§ Document:
/---

Draw a 1x1 square. In a minute, I'm going to take a ruler and draw a straight line that will "cut" accross some part of the square. It might be through the middle, or it might only be a small section of the corner; you don't know. You should draw anything you want inside the square so you can be certain that any line I draw must cross one of the lines in your drawing. The challenge is to do this with the shortest possible amount of drawing.The first, and most obvious, suggestion would be this:
The blue lines are the solution. Obviously, it blocks all possible red lines (3 possible red lines shown), and the fact that it's symmetric makes it look pretty short. But how could we prove it was the shortest? In particular, we wanted to be sure there wasn't some weird scatter of short lines (with a shorter total length) that would also block all possible red lines.
(Here's an imagined weird scatter with few blocked red lines. Of course, a scatter like this could consist of a huge number of almost point-like line segments....so, pretty hard to think about on a case-by-case basis....)
One friend of ours suggested the following proof (actually "proof" since it turned out to be wrong). It's an interesting and useful form of argument, however.
Idea #1: Find the shortest solution for only some of the lines
Any solution that blocks all possible lines will at least have to block all the diagonal lines (in both directions).
If we can find the shortest solution that blocks just these lines, we'll know that a full solution has to be at least that long.Let's divide the square into a bunch of parallel "slices"...
...and find the shortest solution for each "slice" that blocks only the diagonal lines from one side to the other (direction shown as the green arrow).
In this diagram, we have a slice (in black). We're only interested in blocking the green lines parallel to the one shown. The shortest solution for this slice will be a line perpendicular to the green ones we're blocking (such as the blue line shown).So, if that blue line is the shortest solution for a slice, we can put that same solution together for all the slices...
As you can see, this blocks all the parallel diagonal lines in that direction (though, of course, it would let other lines through). But, if we're right so far, that's the shortest possible way to block those parallel lines (since for each little slice it was the shortest).If we also want to block the diagonal lines in the other direction, we just repeat the procedure and overlay the results:
This is a scatter that we've constructed only to block the diagonal lines. BUT, we know that, for each direction, it does so with the shortest amount of drawing.Since an actual solution (that blocks all the lines) will have to block those diagonal ones, and we know it has to be at least as long as this scatter to block the diagonal ones, the full solution will also have to be at least as long as this scatter.

\---

§ Supplied information:
/---

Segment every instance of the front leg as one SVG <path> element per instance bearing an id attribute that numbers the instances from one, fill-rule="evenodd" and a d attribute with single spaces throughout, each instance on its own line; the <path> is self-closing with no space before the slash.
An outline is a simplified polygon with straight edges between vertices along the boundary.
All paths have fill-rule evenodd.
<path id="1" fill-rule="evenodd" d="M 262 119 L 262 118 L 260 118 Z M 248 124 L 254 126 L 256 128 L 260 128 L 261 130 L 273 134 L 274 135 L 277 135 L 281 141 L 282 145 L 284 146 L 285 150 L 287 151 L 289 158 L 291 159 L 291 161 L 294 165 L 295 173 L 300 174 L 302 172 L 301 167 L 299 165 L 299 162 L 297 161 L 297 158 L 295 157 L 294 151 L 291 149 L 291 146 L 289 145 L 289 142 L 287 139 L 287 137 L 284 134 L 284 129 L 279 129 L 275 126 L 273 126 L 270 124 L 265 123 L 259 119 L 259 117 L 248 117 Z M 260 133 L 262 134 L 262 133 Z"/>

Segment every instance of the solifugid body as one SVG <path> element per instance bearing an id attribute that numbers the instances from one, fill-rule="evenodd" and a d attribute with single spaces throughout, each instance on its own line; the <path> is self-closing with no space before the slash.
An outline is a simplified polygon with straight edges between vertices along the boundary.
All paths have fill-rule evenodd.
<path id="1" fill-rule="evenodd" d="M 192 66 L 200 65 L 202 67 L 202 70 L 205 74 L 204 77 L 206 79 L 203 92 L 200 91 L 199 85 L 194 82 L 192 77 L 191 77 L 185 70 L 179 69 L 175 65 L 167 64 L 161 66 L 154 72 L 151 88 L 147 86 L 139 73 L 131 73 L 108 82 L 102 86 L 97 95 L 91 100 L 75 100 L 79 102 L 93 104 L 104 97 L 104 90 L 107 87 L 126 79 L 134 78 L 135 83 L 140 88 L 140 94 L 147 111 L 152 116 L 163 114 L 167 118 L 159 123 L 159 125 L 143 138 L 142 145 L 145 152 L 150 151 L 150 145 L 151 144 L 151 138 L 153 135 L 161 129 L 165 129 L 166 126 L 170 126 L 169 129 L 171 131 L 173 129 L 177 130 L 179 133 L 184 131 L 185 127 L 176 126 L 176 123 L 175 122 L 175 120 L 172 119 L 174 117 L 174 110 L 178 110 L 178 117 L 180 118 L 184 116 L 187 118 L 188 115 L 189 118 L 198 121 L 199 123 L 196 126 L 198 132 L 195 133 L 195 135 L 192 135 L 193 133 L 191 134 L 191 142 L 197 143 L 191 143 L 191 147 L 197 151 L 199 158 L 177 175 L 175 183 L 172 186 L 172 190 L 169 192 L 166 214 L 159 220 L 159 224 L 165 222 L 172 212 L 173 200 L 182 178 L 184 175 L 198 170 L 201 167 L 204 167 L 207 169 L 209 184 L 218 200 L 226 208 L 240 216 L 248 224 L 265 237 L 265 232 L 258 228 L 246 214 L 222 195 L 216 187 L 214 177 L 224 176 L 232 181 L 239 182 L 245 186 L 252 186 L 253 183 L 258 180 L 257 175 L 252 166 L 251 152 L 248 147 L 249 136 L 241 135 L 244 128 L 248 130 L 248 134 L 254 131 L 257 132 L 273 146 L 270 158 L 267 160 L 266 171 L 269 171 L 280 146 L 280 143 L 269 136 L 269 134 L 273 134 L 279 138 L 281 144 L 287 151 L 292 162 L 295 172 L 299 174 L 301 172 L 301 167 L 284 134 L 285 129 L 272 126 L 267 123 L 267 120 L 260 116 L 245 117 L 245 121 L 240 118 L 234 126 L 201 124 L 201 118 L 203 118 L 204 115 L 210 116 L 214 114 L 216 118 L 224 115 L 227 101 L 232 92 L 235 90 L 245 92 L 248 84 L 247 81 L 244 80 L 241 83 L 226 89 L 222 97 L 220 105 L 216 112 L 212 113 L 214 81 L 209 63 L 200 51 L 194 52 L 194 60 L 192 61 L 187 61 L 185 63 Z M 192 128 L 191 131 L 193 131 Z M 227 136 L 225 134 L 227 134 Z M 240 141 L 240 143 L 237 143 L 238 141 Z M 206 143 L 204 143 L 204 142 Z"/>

\---

§ The request:
Repeat word for word the passage of the line-blocking puzzle text that begins at the words "As you can see, this" and stops after "as this scatter.".

§ The result:
As you can see, this blocks all the parallel diagonal lines in that direction (though, of course, it would let other lines through). But, if we're right so far, that's the shortest possible way to block those parallel lines (since for each little slice it was the shortest).If we also want to block the diagonal lines in the other direction, we just repeat the procedure and overlay the results:
This is a scatter that we've constructed only to block the diagonal lines. BUT, we know that, for each direction, it does so with the shortest amount of drawing.Since an actual solution (that blocks all the lines) will have to block those diagonal ones, and we know it has to be at least as long as this scatter to block the diagonal ones, the full solution will also have to be at least as long as this scatter.